____ EXTRACTED RECORDS

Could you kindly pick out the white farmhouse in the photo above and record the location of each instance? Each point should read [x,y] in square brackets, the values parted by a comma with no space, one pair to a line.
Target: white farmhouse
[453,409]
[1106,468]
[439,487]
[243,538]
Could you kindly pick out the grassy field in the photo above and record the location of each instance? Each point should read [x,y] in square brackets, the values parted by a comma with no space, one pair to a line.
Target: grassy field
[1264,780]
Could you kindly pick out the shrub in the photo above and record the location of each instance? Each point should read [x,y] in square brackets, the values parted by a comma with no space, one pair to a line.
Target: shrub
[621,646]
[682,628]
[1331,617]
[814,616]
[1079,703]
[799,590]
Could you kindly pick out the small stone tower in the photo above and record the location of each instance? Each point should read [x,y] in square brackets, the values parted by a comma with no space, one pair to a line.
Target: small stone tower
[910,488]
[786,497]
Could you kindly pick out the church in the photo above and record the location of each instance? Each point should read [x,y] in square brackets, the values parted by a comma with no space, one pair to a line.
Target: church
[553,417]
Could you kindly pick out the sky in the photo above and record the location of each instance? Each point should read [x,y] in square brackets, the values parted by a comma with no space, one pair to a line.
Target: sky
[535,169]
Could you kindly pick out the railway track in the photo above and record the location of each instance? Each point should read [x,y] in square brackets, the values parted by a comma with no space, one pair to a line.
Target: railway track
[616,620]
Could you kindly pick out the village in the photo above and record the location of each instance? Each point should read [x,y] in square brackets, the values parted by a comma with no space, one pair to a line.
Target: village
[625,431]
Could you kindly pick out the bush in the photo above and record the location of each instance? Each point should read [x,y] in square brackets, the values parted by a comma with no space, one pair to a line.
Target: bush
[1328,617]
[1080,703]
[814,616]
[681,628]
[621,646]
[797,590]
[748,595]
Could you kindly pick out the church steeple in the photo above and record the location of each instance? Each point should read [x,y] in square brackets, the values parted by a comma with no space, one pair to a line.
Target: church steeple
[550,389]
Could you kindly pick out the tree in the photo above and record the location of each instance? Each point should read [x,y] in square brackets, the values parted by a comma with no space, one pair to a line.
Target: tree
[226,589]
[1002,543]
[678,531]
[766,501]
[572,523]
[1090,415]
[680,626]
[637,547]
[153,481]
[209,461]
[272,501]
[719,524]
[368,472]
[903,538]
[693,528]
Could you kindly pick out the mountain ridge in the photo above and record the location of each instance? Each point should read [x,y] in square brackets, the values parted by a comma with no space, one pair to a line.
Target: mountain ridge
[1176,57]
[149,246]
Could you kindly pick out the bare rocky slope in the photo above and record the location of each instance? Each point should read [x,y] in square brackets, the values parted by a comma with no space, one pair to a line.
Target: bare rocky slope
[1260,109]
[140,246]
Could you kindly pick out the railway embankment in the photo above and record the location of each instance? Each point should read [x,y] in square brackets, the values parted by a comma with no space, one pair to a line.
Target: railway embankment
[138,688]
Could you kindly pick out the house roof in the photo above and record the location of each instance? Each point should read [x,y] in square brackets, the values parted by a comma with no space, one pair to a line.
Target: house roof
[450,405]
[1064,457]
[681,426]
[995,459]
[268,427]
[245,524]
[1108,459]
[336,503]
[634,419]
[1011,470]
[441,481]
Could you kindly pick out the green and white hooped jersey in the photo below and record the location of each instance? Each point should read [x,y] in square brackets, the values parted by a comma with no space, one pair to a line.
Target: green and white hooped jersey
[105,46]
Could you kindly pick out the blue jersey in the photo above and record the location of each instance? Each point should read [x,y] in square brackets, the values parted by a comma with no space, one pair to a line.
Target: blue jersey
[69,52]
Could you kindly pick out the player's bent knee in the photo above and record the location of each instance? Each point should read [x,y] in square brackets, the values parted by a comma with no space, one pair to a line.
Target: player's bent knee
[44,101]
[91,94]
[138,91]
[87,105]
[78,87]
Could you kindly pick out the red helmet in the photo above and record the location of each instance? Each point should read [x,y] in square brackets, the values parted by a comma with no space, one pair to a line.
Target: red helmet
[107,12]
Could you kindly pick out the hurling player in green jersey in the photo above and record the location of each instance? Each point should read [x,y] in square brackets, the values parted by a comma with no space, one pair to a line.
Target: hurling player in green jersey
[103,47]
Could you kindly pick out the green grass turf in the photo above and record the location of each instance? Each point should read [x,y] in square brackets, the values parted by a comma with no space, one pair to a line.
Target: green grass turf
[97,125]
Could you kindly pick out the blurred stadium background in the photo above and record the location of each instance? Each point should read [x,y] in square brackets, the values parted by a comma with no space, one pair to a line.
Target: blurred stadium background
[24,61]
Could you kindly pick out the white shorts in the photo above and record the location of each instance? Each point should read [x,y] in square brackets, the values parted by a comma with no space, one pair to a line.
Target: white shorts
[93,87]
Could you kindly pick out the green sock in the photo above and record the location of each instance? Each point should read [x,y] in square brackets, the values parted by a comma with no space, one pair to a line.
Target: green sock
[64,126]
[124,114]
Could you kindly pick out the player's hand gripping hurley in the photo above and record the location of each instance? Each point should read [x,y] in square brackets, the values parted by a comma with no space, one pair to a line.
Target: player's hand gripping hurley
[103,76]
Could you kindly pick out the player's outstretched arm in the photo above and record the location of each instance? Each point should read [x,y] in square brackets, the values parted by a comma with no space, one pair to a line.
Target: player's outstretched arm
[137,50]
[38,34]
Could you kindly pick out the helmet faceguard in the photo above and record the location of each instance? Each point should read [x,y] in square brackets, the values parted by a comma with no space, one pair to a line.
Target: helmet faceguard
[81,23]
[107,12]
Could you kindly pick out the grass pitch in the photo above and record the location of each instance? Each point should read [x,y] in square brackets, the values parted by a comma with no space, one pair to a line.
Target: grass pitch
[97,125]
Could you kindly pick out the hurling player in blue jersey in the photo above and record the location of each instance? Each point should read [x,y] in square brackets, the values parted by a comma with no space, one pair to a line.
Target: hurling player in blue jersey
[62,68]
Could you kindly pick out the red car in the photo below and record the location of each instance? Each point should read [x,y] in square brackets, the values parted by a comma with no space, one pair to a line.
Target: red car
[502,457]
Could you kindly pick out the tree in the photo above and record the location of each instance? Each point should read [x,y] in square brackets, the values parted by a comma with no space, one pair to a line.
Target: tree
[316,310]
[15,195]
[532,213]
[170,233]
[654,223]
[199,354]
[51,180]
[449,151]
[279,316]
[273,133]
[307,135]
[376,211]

________

Can you give every line above again, exactly as written?

▶ _RESPONSE BELOW_:
Could you kindly pick out the white farmhouse in the photo above and record the location of each instance? Each point should read [x,y] in square brackets, the values parted by a comma with no space, one pair to a line.
Target: white farmhouse
[453,409]
[1106,468]
[439,487]
[243,538]
Could you kindly pick out the grassy field in the photo above and record the location of each instance? Each point should read [x,y] in square brackets, the values parted by a comma with no space, one pair to a line.
Target: grassy field
[1264,780]
Could you kindly pick out the shrub in the photo above and record the location of each instance? Each point should read [x,y] in square brackets, the values parted by a comma with no space, one pair to a line.
Target: shrub
[621,646]
[682,628]
[1331,617]
[814,616]
[1079,703]
[799,590]
Could you kindly pick out the small stone tower in the photo above and record the location of each instance? Each point should read [x,y] in square brackets, the values parted by a comma with no space, one pair to a line.
Target: small stone tower
[910,488]
[786,497]
Could you kindly pick out the church in the photo above and record the location of each instance? Each point should read [x,y] in square brackets, the values parted by a comma with no space, one pair to a line.
Target: church
[553,417]
Could you kindly pick out the sky in the photo above and record the location of each instance? Each point should read [x,y] in square brackets, the values parted by a comma with no space, one pair to a line.
Target: sky
[535,169]
Could you kindly pick out the railway track in the photo above and record the location of each instance? Each point should read [x,y] in square brackets, the values parted by a comma with no space, one pair to a line.
Target: railway track
[616,620]
Could you kindly pick out the village in the photo above and record the location of each instance? Each point should read [x,y] in square brackets, the values parted by a comma with no space, one pair to a line.
Target: village
[625,431]
Could you kindly pick out the bush in the photo above and record the location of each instance? Each point should read [x,y] in square brackets, the values parted by a comma with no space, one pair to a line.
Target: bush
[1328,617]
[1080,703]
[814,616]
[681,628]
[621,646]
[797,590]
[748,595]
Could you kindly pick out the church steeple in the photo above and record the location of each instance? Each point should read [x,y] in square brackets, the values parted by a comma with no space, one pair to a line.
Target: church steeple
[550,389]
Could you kindly pick out the tree in the photo above and record the location of each instance? Each point should read [x,y] in square brackets, the values parted by a comma with no space, one pair to a line.
Target: tree
[226,589]
[1002,543]
[678,531]
[766,501]
[572,523]
[1090,415]
[680,626]
[637,547]
[153,481]
[209,461]
[272,501]
[719,524]
[368,472]
[903,538]
[693,528]
Could you kindly pick out the mountain ridge in the photo above and record the location of each instance? Each point should read [x,y] in square brackets, the values parted by a comma with no space, one pair to a line.
Target: mountain ridge
[1176,57]
[149,246]
Could you kindly pick out the bare rocky slope in the photo above and record the location of each instance? Each point should read [x,y] in square brackets, the values parted by a comma with no space, one pair to a line.
Target: bare rocky slope
[1260,109]
[140,246]
Could you kindly pick out the railway embankment in the photo above and record the location of each instance? Each point should read [x,y] in square brackets, the values parted by a comma with no space, one pair to a line.
Target: railway embankment
[138,688]
Could you kindly pick out the house roof in the photo above and record the location of each instance? Each point should read [x,y] in square brackets, the values parted by a comma with no space, one pair to a line.
Target: house roof
[450,405]
[1064,457]
[681,426]
[995,459]
[268,427]
[245,524]
[1108,459]
[336,503]
[634,419]
[1011,470]
[441,481]
Could you kindly pick out the green and white hooped jersey in the photo below and record the location of each instance? Each point should read [x,y] in square brackets, the values parted by a comma with no space, one pair to a line.
Target: green and white hooped jersey
[105,46]
Could you kindly pick out the blue jersey in the photo above and record the location of each instance? Each point should read [x,y] in square brackets, the values parted by a comma with no space, one pair to a line.
Target: blue jersey
[69,52]
Could you kindly pick out the player's bent knee in the photo above and record the location of each instance? Each point should read [x,y] in square brackets, the values parted by a comma with no space, one pair to a line.
Target: player's bent knee
[44,101]
[91,94]
[138,91]
[87,105]
[78,87]
Could you kindly pick out the red helmet in the photo above and record the location of each instance? Each point should read [x,y] in square brackets, the values parted by a comma with no space, one pair to a line.
Target: red helmet
[107,12]
Could you kindly pick out the hurling player in green jersey in the photo above and record the location of each instance? Each point should read [x,y] in square brackets, the values parted by a comma with no space, one pair to a line.
Target: hurling player in green jersey
[103,47]
Could you kindly pick out the green grass turf in the photo above and record the location of each instance? Each point should read [x,y] in square brackets, the values parted by a comma with no space, one pair to a line.
Target: green grass turf
[97,125]
Could you kindly pick out the blurred stadium background in the photo above and record the location of each instance? Each point should read [x,y] in square brackets, the values parted by a comma with no space, one pair to a line.
Target: blurred stadium background
[24,61]
Could you kindly pick out the white shorts in the photo above and record the location of each instance? Each point should read [x,y] in square brackets, the values parted by a comma with no space, one pair to a line.
Target: white shorts
[93,87]
Could you kindly pick out the green sock in the photo above and record the location of each instance? Each point should read [x,y] in square brackets, the values parted by a comma with no space, one pair to a line.
Target: green sock
[64,126]
[124,114]
Could you kindly pick out the player's hand gripping hurley in the photo above and record the location of each instance? Each point should read [x,y] in square brackets, the values parted by a comma with no space, one pair to a line.
Target: player's hand gripping hurley
[103,76]
Could you kindly pick out the player's outstretched arm in the photo above and record the location of each instance? Each point should read [x,y] in square brackets, the values parted by a comma with no space, one pair to a line.
Target: player's outstretched arm
[137,50]
[38,34]
Could you kindly pick out the helmet faceguard in the photo above and record the location of each instance? Each point should read [x,y] in square brackets, the values parted by a comma with no space, one pair to a line.
Target: helmet faceguard
[81,23]
[107,12]
Could you kindly pick out the grass pitch in the photo above and record the location of each instance? Each point should read [x,y] in square brackets, the values parted by a comma with no space, one pair to a line.
Target: grass pitch
[97,125]
Could you kindly pick out the hurling player in blue jersey in the photo above and record the location of each instance? Each point should read [x,y] in square brackets, the values parted by a comma with no space, one pair to a line.
Target: hurling player in blue jersey
[62,68]
Could you kindly pick out the red car in the photo below and record the location of each instance? Each point should read [x,y] in square brackets, the values parted by a comma with no space, one pair to a line.
Target: red car
[502,457]
Could you kindly pick out the tree in the photo above and record the location of each instance? Each point should read [x,y] in square brackets, the values parted by a comma with no space, one pair to a line.
Target: tree
[316,310]
[15,195]
[532,213]
[170,233]
[654,223]
[199,354]
[51,180]
[449,151]
[279,316]
[273,133]
[307,135]
[376,211]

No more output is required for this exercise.